**REQUEST 1:**
Report each line of the rows below that contains the word "pink", copying those lines in full. Case counts.
==== TEXT EXCERPT
Reputation: 544
I have a data frame of language similarity. Here is a small snippet that's been edited for simplicity:
0 1 2
0 English Spanish 0.50
1 English Russian 0.15
I would like to create a correlation dataframe such as:
English Spanish Russian
English 1 0.5 0.15
Spanish 0.5 1 -
Russian 0.15 - 1
To create the first dataframe, I ran:
pairing_list = [["English","Spanish",0.5],["English","Russian",0.15]]
df = pd.DataFrame(pairing_list)
I have tried:
df.corr()
Which returns:
2
2 1.0
I have looked at other similar questions but it seems that the data for use in .corr() is by itself (ie: my data here is already a correlation between the two columns, whereas the examples I have seen are not yet such related).
To clarify: the data presented is already the similarity between the two languages, and thus is not some value associated with one language alone; it is for the pair listed in the columns.
How could I use Python / Pandas to do this?
Upvotes: 2
Views: 225
Reputation: 93191
I assume that the pairs are unique, i.e. if there's English - Spanish
, there won't be a Spanish - English
.
# Rename the columns. Because working with columns
# named like numbers is a pain in the butt
df.columns = ['lang1', 'lang2', 'corr']
# Create the opposite pairs
tmp1 = df.copy().set_axis(['lang2', 'lang1', 'corr'], axis=1)
# Create the identity pairs
all_lang = np.unique(df[['lang1', 'lang2']])
tmp2 = pd.DataFrame({
'lang1': all_lang,
'lang2': all_lang,
'corr': 1.0
})
# Concatenate all 3 together and beat the data frame into shape
result = (
pd.concat([df, tmp1, tmp2], axis=0)
.set_index(['lang1', 'lang2'])
.unstack()
.droplevel(0, axis=1)
.rename_axis(index=[None], columns=[None])
)
Upvotes: 1
Reputation: 120539
Use crosstab
to create the all language combinations and fill with the existing data:
lg = pd.concat([df[0], df[1]]).unique() # ['English', 'Spanish', 'Russian']
cx = pd.crosstab(lg, lg)
cx.update(df.set_index([0, 1]).squeeze().unstack())
cx.update(df.set_index([0, 1]).squeeze().unstack().T)
>>> cx
col_0 English Russian Spanish
row_0
English 1.00 0.15 0.5
Russian 0.15 1.00 0.0
Spanish 0.50 0.00 1.0
Upvotes: 1
========
**REQUEST 2:**
In the forum thread about building a language similarity table in pandas, what names does the first answer give the three renamed columns?
==== SUPPLIED INFORMATION
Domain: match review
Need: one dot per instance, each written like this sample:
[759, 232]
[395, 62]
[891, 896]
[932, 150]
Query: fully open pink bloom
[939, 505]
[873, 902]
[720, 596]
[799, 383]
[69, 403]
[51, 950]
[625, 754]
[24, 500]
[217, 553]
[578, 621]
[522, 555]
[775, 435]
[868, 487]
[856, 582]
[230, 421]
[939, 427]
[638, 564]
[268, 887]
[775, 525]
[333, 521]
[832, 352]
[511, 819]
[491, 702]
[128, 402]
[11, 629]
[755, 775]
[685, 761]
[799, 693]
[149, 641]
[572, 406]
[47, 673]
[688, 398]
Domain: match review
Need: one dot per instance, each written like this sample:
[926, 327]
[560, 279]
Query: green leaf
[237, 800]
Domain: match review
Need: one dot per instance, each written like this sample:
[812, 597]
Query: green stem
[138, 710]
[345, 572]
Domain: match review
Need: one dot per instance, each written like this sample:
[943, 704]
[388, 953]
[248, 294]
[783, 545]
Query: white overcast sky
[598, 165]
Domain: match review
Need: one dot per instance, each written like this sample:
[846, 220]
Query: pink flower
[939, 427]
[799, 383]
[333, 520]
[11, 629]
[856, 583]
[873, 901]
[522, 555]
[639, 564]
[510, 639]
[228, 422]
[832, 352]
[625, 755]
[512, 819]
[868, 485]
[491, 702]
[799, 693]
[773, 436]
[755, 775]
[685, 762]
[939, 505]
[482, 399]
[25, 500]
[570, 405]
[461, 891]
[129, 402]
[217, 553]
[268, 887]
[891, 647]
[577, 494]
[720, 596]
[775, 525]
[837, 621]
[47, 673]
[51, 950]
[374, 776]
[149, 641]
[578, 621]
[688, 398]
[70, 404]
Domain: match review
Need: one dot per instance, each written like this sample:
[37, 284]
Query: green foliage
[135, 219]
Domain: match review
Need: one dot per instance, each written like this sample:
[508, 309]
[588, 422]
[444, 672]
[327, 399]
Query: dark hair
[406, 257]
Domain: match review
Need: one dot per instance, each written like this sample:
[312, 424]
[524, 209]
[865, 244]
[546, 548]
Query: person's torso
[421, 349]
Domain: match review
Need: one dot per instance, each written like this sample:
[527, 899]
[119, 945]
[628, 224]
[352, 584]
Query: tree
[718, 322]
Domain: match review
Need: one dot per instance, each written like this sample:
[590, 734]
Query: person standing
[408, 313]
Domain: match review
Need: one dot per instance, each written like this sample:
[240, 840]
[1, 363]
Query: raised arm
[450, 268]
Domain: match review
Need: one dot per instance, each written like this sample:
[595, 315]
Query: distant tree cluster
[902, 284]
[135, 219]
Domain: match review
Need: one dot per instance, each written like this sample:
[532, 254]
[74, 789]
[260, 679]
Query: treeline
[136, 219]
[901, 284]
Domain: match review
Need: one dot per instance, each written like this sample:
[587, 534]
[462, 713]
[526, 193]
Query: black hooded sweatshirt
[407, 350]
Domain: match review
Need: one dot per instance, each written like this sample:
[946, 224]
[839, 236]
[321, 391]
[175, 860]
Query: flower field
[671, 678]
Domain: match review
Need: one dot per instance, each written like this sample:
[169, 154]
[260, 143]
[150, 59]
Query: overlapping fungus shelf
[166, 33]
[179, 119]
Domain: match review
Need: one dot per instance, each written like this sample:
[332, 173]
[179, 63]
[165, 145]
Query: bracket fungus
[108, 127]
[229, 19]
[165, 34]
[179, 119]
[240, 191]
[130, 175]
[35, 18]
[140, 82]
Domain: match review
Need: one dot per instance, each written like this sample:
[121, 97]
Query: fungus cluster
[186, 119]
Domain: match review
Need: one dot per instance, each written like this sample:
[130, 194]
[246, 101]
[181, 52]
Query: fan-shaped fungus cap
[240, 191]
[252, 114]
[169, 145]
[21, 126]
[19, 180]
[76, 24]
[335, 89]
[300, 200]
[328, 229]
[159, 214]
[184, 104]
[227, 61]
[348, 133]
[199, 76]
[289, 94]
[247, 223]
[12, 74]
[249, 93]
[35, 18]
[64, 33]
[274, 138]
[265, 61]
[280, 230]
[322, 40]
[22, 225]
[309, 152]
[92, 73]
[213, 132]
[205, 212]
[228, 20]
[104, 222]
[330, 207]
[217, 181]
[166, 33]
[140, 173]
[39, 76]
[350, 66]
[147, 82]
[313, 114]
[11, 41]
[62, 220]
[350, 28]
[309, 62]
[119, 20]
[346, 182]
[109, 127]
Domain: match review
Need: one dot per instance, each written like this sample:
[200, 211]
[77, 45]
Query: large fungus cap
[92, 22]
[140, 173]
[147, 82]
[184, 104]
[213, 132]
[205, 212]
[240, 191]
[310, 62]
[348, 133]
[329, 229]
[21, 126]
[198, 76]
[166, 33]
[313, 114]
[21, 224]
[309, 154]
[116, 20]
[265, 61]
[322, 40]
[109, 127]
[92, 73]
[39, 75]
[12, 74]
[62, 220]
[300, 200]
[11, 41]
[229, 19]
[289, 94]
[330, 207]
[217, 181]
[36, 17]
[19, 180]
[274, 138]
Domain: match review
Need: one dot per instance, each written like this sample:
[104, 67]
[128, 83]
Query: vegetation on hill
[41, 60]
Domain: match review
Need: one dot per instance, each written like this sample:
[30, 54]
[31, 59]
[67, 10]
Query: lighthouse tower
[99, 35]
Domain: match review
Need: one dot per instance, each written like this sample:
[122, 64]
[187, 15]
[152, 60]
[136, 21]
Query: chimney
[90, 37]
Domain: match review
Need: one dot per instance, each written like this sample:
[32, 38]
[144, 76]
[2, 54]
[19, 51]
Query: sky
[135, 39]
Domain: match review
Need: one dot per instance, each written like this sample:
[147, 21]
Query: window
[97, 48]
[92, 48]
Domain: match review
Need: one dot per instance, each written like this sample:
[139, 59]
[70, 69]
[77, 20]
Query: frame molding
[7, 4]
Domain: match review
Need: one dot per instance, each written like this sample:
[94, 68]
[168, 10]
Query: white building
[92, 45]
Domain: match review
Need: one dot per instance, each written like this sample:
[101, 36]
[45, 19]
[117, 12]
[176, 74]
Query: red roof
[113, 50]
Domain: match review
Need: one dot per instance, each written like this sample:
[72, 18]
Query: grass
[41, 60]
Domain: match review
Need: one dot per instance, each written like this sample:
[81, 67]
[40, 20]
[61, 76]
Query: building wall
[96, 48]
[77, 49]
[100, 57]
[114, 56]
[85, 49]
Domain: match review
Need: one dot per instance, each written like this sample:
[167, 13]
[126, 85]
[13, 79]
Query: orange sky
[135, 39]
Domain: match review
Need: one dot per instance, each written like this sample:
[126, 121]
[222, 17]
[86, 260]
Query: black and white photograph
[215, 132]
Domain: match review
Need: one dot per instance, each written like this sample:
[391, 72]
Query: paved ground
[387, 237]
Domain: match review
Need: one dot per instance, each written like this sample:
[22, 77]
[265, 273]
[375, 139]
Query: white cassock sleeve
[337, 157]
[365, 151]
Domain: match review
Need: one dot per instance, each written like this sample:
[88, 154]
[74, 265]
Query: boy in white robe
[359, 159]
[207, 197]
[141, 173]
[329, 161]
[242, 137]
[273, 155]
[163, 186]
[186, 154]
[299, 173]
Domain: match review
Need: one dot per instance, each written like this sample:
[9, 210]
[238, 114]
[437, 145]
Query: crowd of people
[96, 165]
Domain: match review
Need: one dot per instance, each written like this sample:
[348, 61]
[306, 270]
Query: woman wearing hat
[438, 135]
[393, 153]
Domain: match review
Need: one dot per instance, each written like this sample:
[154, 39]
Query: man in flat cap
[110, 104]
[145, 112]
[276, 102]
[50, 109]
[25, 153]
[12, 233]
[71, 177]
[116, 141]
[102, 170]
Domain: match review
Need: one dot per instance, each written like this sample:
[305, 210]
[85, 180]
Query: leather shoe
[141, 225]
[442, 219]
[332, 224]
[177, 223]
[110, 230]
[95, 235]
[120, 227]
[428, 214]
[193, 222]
========
**CORRECT RESULT 1:**
Query: fully open pink bloom
Query: pink flower

**CORRECT RESULT 2:**
'lang1', 'lang2', and 'corr'